_PROBLEM STATEMENT_. Your job is to set down the stretch of entries that opens with the line containing "Target: stroller seat" and closes with the line containing "Target: gray sweatpants". Keep both end lines, copy each exactly, and add nothing.

- Opening Delimiter -

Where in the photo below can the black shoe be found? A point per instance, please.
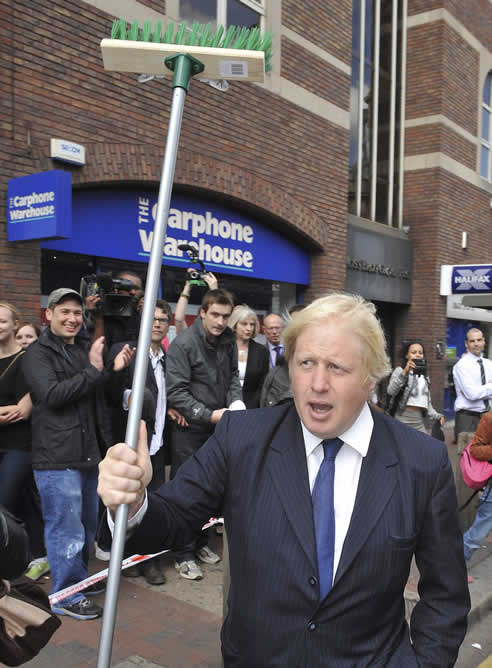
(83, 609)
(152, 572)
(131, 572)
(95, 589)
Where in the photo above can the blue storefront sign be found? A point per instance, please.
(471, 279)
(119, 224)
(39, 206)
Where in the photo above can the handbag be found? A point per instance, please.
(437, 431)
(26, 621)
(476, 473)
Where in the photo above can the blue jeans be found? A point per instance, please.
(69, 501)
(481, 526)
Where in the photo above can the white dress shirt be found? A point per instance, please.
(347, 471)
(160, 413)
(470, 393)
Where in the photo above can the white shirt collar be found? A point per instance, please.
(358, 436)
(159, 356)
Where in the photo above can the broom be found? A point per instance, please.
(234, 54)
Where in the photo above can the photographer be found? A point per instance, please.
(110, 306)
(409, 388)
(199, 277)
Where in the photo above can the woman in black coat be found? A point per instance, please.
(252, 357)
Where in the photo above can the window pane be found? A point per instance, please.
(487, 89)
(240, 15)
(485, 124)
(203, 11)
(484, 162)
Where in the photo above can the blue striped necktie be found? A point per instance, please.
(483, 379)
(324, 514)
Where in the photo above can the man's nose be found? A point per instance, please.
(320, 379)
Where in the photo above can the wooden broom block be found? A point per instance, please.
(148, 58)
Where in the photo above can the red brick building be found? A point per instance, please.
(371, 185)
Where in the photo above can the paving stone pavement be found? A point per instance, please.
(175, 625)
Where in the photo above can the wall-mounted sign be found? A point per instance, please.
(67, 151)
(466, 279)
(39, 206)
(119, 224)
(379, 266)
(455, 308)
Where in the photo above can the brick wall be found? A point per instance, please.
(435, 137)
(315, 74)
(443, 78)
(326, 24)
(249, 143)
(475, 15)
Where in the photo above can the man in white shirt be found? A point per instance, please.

- Closing Delimiter -
- Opening Delimiter -

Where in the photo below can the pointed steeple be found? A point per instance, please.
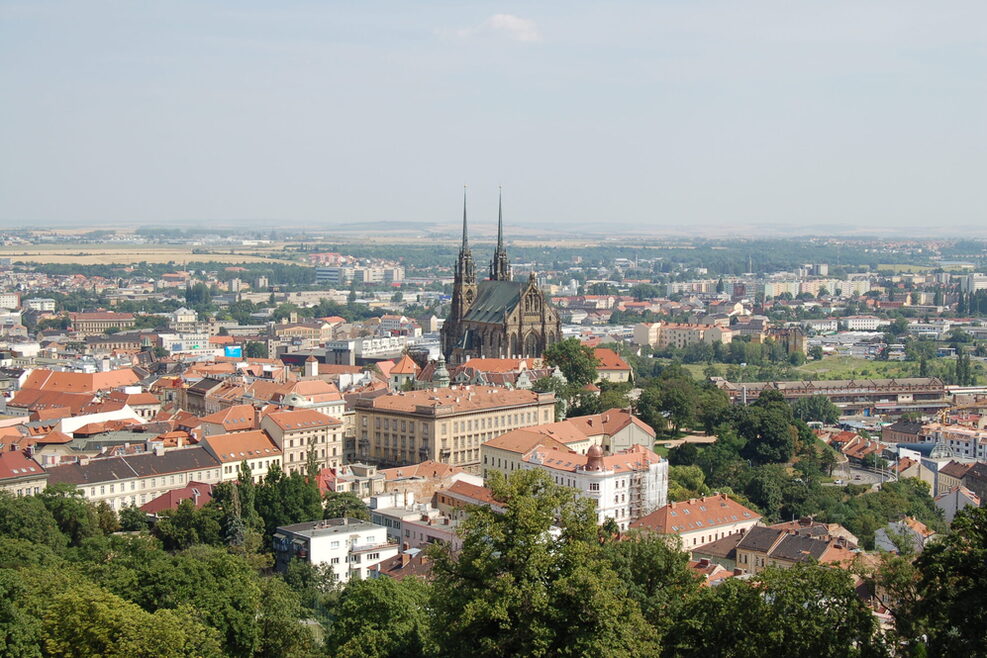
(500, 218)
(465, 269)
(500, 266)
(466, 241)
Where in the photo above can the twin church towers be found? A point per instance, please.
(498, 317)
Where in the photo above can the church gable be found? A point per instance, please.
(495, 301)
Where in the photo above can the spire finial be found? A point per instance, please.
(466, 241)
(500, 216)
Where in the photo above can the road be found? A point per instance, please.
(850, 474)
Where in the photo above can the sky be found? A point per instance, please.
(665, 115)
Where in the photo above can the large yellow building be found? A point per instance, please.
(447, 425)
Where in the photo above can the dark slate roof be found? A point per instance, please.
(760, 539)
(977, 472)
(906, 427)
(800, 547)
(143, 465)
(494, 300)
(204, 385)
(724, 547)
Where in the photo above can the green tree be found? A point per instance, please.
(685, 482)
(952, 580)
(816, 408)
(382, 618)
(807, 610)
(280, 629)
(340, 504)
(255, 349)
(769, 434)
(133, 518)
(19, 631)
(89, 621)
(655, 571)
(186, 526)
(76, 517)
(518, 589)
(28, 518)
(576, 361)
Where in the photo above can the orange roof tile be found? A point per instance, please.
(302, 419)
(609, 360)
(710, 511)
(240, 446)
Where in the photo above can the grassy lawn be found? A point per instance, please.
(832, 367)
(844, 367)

- Closing Delimiter -
- Opening Delimiter -

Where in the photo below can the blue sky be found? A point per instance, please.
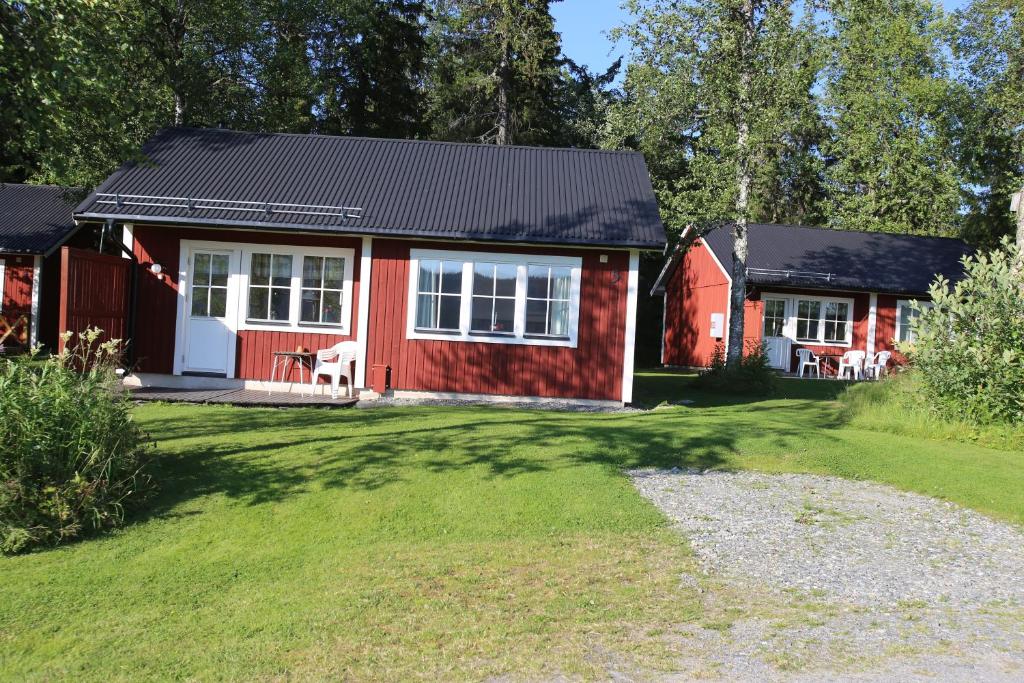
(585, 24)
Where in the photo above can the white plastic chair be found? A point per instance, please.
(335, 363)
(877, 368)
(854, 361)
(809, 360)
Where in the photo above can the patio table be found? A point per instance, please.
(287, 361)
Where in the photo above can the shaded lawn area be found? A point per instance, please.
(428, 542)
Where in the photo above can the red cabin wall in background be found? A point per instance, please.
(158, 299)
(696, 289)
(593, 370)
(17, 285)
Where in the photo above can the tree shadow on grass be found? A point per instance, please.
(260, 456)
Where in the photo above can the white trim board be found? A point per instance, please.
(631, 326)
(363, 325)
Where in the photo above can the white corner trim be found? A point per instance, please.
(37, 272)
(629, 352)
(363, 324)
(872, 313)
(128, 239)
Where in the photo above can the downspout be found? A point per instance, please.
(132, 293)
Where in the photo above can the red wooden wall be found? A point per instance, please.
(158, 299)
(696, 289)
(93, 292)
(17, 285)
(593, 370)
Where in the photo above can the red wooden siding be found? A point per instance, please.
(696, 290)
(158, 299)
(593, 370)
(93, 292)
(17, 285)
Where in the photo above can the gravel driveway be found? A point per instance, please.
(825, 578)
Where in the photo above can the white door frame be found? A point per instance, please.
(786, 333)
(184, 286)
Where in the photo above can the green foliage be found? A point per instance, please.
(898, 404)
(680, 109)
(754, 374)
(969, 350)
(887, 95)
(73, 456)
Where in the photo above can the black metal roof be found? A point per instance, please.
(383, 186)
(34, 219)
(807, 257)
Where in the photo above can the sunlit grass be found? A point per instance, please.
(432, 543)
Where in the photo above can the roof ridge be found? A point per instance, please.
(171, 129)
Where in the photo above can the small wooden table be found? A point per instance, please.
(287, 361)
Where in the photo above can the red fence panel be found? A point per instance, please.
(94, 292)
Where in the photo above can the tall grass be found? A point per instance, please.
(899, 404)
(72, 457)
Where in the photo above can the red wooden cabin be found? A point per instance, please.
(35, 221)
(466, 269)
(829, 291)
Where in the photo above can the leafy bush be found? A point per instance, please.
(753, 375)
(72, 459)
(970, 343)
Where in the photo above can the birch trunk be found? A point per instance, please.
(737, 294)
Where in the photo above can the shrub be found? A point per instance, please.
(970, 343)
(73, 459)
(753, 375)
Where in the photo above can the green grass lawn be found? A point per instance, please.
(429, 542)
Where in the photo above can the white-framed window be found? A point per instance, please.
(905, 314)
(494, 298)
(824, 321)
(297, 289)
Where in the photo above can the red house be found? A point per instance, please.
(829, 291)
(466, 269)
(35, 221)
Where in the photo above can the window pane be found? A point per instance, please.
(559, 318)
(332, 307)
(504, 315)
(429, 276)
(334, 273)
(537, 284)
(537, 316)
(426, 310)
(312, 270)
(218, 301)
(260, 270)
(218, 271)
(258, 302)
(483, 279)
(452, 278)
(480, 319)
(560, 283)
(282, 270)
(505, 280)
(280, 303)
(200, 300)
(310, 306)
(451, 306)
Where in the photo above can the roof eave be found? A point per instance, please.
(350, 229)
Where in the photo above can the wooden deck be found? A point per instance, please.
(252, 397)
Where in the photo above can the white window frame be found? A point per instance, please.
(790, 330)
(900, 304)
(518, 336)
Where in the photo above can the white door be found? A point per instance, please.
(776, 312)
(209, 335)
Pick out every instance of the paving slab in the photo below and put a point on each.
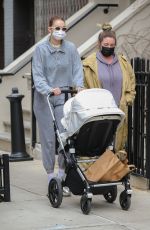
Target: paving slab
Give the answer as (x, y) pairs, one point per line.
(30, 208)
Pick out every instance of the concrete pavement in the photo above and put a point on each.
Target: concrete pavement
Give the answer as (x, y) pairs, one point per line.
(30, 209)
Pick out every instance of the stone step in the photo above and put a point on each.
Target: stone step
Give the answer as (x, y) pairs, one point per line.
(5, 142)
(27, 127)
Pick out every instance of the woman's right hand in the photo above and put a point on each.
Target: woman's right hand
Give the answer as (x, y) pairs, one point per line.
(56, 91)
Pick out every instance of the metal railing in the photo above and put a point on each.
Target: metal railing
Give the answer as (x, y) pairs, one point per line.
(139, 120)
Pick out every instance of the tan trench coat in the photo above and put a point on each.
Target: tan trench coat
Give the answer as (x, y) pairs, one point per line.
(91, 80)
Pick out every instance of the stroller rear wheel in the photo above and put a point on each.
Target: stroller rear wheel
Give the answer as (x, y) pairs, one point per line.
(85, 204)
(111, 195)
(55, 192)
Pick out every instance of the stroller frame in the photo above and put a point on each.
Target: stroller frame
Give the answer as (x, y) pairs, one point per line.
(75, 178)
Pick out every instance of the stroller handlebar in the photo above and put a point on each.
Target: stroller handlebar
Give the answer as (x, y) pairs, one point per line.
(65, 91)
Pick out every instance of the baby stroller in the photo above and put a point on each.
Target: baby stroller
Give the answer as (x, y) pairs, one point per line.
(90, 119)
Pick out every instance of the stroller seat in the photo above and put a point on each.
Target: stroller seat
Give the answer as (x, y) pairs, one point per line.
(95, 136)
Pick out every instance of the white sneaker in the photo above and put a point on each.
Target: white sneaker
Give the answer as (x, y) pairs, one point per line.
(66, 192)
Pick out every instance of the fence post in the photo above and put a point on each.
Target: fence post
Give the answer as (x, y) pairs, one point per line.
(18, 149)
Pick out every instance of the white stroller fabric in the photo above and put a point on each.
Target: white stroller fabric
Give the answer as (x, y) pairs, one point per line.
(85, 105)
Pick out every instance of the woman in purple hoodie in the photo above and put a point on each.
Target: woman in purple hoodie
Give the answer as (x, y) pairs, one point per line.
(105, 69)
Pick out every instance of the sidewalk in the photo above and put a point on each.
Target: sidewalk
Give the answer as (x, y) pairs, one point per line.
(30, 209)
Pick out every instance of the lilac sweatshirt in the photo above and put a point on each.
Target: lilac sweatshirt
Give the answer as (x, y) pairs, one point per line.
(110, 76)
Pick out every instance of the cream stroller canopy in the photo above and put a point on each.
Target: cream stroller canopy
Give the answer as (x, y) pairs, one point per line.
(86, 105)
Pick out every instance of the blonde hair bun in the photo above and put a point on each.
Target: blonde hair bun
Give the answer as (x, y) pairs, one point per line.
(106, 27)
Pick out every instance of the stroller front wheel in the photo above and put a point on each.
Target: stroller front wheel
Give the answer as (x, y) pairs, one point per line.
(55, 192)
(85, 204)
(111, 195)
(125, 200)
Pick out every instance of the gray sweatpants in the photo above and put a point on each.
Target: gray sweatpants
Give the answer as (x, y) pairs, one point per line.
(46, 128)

- Closing Delimiter -

_ANSWER TO THIS PROBLEM_.
Target: stroller seat
Give the answer as (x, y) pairs, one point per line.
(95, 136)
Pick out every instance of the white sneaker in the photo above and put a point on each.
Target: white sneaker
Give the answer as (x, y) pairs, one point per line.
(66, 192)
Pick out every instance of the fence post in the photo above and put a point on each.
Target: fence post
Give the answer as (x, y) pairs, one point per line.
(18, 149)
Pick out every instance of the white stroller fabric in the photo above and put a point on each.
Target: white stroller fabric
Give the answer as (x, y) pairs, one point per line.
(85, 105)
Pick out every instance of the woman in purple hoodie in the photo above and put a point on each.
Target: woman in purple hoodie
Give the answer as (x, y) pairs, one point per line.
(105, 69)
Pick out every instance of the sidewalk in the photo above and put a point on each.
Target: sidewalk
Give the answer as (x, y) pairs, one point per line.
(30, 209)
Pick out every instance of the lilac sweatshirt in the photo above and put a point on each.
Target: lilac sweatshirt
Give the answer as (x, y) pairs, one point per line.
(110, 76)
Pick out every instance of the cream stroller canopy in the photo above and put a point on each.
Target: cream stroller canopy
Give the answer as (x, y) pairs, one point per line.
(86, 105)
Pick out every instance of the blonde hair bun in the photo above and put a point on each.
Target: blonde hair bun
Give the answer as (x, y) pairs, one point per line.
(106, 27)
Pick out every instance of the stroller front wheel in the photo above and put a point on each.
Target: stroller front wheel
Give the answer as (x, y) pairs, one point per line.
(55, 192)
(85, 204)
(111, 195)
(125, 200)
Pick out every instance of the gray sweatpants in the photo above and put a point on each.
Target: gray sweatpants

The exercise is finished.